Please review the following requirements: General Performance Requirements for all programs.
To be successful in the physical therapist assistant classroom, lab, and clinical settings, and ultimately successful as a physical therapist assistant, students must possess the intelligence, integrity, compassion, humanitarian concerns, and physical and emotional capacity necessary to practice physical therapy. At a minimum, students must have the following essential skills:
Critical Thinking — calculation, problem-solving, reasoning, and judgment
- Collect, document, interpret and analyze written, verbal, and observed data regarding patients.
- Prioritize multiple tasks, integrate information, and make effective decisions.
- Act safely and ethically in physical therapy settings.
- Recognize the difference between facts and opinions.
- Exercise good judgment in the classroom, lab, and clinical/professional settings.
Interpersonal and Behavioral Skills — working with others, resolving conflicts, and offering support.
- Establish productive working relationships.
- Foster cooperative relationships with classmates, instructors, healthcare providers, patients, and their families.
- Have the ability to work with lab partners, patients, and others under stressful conditions, including but not limited to medically or emotionally unstable individuals and situations requiring rapid adaptations or emergency interventions.
- Hold the appropriate maturity, emotional stability, and empathy to establish effective and harmonious relationships in diverse settings.
- Apply conflict management and group problem-solving strategies.
- Demonstrate professional behavior in the classroom, lab, and clinical settings, including but not limited to appropriate personal hygiene, timeliness, preparation, and concentration.
Communication Skills — verbal, nonverbal, and written
- Process and communicate information effectively and promptly in the English language.
- Comprehend written material in English at a level required for safe and effective patient care.
- Effectively communicate information in the English language concisely and comprehensively regarding patients’ status and safety, including written or dictated patient assessments.
- Effectively communicate in English with instructors, patients/families, and other healthcare providers.
- Recognize, interpret, and respond to nonverbal behavior.
- Demonstrate the ability to listen effectively.
Motor Skills — gross motor, fine motor, coordination
- Can sit for long periods, including up to four (4) hours.
- Can stand for long periods, including up to six (6) hours.
- Adjust and position patients and equipment, including bending or stooping to floor level and reaching above head height.

▸ Assigned task A: In the list of essential skills for physical therapist assistant students, for up to how many hours must a student be able to stand?
▸ Assigned task B: Summarize the list of essential skills for physical therapist assistant students in two sentences.
Work only from the text above.

▸ Records provided:
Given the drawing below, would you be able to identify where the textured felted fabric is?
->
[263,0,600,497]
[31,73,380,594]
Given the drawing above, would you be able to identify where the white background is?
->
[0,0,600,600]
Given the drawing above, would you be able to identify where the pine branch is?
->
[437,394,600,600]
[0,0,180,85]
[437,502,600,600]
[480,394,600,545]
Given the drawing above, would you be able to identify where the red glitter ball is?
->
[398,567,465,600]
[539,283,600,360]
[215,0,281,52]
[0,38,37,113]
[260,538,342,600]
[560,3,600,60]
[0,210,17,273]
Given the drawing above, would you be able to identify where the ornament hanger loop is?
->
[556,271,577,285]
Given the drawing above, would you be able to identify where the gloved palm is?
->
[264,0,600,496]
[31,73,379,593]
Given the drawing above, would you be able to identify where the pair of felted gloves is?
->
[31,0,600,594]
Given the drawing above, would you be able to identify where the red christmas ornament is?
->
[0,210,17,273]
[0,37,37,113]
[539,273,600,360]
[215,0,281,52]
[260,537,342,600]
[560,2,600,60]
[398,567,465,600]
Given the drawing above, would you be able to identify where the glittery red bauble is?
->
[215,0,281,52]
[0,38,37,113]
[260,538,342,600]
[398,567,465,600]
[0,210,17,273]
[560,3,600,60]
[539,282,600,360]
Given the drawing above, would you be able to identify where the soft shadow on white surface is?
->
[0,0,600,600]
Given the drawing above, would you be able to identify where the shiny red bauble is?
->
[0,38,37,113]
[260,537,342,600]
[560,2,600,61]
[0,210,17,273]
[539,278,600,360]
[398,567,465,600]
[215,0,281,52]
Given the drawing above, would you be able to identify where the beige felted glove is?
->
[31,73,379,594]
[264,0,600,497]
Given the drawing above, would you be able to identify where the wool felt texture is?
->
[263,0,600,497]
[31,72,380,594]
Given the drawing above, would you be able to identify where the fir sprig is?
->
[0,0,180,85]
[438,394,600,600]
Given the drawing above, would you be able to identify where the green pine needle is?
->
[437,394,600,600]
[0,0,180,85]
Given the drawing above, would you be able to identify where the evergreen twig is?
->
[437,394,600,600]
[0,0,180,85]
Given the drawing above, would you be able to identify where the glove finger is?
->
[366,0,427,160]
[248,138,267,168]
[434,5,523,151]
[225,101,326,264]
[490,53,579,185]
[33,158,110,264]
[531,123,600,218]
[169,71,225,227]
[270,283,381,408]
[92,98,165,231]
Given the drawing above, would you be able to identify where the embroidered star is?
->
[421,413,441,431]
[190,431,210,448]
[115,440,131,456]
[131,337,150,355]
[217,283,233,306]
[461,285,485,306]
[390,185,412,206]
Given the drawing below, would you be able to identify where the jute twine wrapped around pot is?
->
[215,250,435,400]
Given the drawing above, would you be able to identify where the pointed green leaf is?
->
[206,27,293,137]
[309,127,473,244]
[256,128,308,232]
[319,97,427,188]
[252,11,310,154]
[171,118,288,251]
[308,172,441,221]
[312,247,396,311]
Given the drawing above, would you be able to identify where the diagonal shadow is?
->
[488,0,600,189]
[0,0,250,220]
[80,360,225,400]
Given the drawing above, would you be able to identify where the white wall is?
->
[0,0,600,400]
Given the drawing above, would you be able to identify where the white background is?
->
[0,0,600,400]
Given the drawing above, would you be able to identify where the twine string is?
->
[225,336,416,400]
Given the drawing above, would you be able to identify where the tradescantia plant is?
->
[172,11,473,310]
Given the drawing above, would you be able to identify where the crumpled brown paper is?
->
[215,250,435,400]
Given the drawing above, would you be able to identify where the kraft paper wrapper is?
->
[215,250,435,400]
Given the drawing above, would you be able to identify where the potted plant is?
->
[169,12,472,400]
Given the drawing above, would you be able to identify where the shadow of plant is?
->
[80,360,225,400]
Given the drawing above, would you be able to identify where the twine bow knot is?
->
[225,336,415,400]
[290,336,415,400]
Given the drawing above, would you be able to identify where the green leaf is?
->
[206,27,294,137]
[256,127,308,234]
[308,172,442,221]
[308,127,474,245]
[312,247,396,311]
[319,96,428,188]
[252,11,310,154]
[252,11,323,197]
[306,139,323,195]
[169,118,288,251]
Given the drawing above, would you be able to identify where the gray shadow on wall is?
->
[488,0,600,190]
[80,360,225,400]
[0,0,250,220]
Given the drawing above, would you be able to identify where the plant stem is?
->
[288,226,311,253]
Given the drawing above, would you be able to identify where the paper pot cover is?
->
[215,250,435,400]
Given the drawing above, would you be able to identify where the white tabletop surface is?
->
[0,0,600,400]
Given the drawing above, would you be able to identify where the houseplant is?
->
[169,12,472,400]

▸ Worked solution A: Up to six hours.

▸ Worked solution B: To succeed in the classroom, lab, and clinical settings and as physical therapist assistants, students must have the intelligence, integrity, compassion, and physical and emotional capacity to practice physical therapy. At a minimum, they need critical thinking, interpersonal and behavioral skills, communication skills in English, and motor skills such as sitting and standing for long periods and positioning patients and equipment.